◆ Task to complete:
Please rewrite the data as a JSON list of strings, starting with its first line and going on through the line with "positive clicks: (174, 40)". Give each line as one string and leave out any blank lines.

Entries taken from a collection:
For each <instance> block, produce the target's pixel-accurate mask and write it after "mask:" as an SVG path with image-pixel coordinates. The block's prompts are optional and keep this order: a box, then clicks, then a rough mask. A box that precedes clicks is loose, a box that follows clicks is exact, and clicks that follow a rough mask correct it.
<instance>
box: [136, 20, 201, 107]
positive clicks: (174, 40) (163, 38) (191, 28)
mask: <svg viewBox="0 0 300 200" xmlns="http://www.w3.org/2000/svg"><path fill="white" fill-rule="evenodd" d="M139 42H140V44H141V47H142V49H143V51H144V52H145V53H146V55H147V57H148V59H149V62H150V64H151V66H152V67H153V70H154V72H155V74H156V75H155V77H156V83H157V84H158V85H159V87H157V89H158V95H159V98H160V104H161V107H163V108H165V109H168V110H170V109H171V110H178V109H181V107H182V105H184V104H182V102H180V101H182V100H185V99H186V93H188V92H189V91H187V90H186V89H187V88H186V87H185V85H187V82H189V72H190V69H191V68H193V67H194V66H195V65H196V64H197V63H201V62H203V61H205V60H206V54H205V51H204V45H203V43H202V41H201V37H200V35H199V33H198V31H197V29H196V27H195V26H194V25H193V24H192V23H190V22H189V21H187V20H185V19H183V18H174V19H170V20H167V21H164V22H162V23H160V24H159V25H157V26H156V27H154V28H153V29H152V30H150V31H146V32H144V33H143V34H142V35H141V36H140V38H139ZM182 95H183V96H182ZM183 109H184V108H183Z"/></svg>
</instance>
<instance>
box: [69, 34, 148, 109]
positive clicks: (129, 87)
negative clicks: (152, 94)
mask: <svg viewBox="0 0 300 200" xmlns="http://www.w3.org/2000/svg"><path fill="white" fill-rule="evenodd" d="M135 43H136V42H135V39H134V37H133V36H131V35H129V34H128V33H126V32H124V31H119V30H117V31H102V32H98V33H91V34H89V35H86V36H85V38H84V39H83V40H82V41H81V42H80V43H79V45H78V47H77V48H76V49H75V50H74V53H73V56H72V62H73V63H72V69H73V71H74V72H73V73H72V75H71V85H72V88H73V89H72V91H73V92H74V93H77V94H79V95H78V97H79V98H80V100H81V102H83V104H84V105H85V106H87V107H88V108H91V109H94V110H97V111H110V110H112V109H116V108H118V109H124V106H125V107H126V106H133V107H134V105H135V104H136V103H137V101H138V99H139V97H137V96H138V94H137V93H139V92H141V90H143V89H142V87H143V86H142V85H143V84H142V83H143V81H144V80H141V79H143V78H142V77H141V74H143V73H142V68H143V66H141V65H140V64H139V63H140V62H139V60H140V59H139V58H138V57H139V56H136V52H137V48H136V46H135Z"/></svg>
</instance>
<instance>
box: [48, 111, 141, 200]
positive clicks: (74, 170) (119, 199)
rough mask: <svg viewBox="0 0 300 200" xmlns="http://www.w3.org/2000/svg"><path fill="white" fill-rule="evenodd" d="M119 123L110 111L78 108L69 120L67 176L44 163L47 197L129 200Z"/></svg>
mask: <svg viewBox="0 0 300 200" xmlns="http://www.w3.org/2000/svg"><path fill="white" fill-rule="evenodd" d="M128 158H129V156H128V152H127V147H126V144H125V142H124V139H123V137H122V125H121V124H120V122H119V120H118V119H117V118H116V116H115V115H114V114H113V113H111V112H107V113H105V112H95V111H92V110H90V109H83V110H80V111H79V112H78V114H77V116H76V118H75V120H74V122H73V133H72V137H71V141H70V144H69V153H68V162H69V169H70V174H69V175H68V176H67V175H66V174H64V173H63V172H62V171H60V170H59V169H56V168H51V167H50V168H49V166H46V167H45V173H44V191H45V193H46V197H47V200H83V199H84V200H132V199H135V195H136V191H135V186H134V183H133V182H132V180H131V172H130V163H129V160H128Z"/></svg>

◆ Problem solution:
[
  "For each <instance> block, produce the target's pixel-accurate mask and write it after \"mask:\" as an SVG path with image-pixel coordinates. The block's prompts are optional and keep this order: a box, then clicks, then a rough mask. A box that precedes clicks is loose, a box that follows clicks is exact, and clicks that follow a rough mask correct it.",
  "<instance>",
  "box: [136, 20, 201, 107]",
  "positive clicks: (174, 40) (163, 38) (191, 28)"
]